Challenge: Rescale the part of the material below that opens with the line containing "weeds in the photo above." and runs through the end of the material, writing every line out again with the requests unchanged. Multiply each x, y coordinate in the answers by 1.45 and round it to a whole number, rounding halves up.

---*---

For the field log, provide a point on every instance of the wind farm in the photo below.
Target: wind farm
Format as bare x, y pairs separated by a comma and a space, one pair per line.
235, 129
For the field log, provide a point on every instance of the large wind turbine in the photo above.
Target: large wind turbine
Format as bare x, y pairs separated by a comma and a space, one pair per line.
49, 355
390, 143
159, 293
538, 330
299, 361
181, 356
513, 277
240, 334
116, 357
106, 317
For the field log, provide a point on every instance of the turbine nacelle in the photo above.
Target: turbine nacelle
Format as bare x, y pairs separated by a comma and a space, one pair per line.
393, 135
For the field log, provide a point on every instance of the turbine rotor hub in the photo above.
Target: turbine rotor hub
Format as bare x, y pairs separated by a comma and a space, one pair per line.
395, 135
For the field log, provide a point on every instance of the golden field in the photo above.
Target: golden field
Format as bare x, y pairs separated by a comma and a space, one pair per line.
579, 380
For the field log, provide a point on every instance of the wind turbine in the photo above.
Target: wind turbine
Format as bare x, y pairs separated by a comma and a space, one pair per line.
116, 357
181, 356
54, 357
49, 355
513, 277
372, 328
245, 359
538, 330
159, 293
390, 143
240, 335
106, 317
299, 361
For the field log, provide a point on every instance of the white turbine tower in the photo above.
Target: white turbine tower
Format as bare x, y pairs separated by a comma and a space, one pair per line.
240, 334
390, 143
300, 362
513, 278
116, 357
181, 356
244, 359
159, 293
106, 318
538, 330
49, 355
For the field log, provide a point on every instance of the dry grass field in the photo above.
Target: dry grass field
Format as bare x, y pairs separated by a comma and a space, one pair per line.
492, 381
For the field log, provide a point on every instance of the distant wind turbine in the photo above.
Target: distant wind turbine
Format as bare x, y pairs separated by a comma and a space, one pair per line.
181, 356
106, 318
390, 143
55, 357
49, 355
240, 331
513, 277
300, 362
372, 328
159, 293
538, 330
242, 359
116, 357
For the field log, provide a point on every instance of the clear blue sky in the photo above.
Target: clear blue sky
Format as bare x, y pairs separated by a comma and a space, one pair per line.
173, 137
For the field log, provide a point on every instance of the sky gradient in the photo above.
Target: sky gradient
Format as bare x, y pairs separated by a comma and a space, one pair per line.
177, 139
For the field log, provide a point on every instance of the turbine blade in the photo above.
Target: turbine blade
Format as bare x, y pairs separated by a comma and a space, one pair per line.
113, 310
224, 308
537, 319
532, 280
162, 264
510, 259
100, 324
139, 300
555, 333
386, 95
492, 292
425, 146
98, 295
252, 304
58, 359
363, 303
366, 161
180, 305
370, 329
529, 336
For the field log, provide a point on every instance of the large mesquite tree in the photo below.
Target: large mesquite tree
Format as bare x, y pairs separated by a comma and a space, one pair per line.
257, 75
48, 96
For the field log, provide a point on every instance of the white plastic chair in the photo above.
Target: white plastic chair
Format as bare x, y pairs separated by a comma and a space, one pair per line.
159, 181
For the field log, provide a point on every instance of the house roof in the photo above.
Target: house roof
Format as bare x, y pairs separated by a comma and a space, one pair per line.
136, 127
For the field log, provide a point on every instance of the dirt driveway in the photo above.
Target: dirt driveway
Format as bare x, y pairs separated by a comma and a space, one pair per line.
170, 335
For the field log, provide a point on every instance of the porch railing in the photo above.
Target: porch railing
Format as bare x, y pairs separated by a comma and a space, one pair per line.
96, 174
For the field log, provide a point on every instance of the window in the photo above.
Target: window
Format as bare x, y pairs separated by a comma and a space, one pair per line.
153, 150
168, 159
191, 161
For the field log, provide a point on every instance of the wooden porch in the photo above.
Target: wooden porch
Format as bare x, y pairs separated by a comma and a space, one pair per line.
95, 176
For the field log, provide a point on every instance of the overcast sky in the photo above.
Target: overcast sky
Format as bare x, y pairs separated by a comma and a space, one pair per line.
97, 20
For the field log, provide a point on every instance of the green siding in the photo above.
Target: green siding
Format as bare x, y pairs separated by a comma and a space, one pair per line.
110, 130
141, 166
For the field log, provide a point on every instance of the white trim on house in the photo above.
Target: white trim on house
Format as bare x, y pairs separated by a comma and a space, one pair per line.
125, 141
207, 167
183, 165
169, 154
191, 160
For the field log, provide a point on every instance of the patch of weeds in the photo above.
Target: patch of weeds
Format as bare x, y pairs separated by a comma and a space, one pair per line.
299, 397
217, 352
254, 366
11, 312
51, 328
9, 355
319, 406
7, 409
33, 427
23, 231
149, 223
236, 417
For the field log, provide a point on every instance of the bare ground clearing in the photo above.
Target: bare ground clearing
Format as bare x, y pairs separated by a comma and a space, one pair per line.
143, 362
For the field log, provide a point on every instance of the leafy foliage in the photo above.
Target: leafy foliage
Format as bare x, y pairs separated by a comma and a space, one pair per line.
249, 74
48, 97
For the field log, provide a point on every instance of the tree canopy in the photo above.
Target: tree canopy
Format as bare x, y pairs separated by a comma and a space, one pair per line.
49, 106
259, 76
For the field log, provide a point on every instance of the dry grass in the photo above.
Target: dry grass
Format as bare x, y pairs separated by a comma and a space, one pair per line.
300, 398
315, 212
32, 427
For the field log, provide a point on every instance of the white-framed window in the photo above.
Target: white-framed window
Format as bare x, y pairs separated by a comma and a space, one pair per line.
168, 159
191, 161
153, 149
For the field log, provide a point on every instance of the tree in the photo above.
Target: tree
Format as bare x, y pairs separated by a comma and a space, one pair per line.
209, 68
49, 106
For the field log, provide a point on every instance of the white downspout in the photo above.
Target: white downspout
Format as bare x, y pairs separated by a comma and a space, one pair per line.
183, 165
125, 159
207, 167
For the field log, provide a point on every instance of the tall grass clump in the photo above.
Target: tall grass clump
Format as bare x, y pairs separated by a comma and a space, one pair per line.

---*---

Finished exercise:
For the field log, provide a point on every instance of the patch of weeds in the photo above.
Target: patch of weeds
Format as bare x, y pairs separated by a comma and a space, one pair per line.
434, 576
315, 510
368, 531
16, 452
74, 476
13, 515
463, 589
10, 593
48, 619
33, 335
216, 323
342, 605
For the field log, provide a point on every instance of the bare ground clearing in the photo above.
Target: bare ground clearing
Format as bare x, y pairs separated by a comma and a space, one pair per line.
207, 525
For the field log, provide a point on every instance of the leafy foliage in the photo above.
Target: leafy foliage
Format as bare x, y pairs separated by a comma and a space, one pair per line.
361, 107
70, 141
For the field log, provide a point on every instance of the tree canopy in the photo above.
Target: tree canopy
Format as bare x, y pairs separated by a comma and a space, one pair per line.
71, 154
376, 110
For the field log, provide a point on every instance of the dry grass in the photo above.
Target: dry grass
Format as bare x, y pairs separated by a comma and a space, one pair per line.
435, 577
457, 307
46, 619
For the field log, provide a point on every instance of the white-framed window in the photo above.
Target: white-framed window
Format as bare x, y pairs separated by a comma and a space, one pair per line.
244, 231
277, 233
222, 216
For the field log, provide a point on every instance of the tree in the photo above.
Target: tree
Format as bare x, y pairs separated by a comma and a space, one pair per line.
303, 99
71, 154
For the field log, provide a point on every instance of the white downspout in the photo above.
Target: white downspout
Format as bare x, y pairs separated by a comma and a space, one pair per line.
265, 239
181, 231
300, 242
For the field log, provide a point on every instance of the tall grass clump in the photo above.
Target: tall grass clump
Format as bare x, y pairs separated by a comma and a space, one pair per line.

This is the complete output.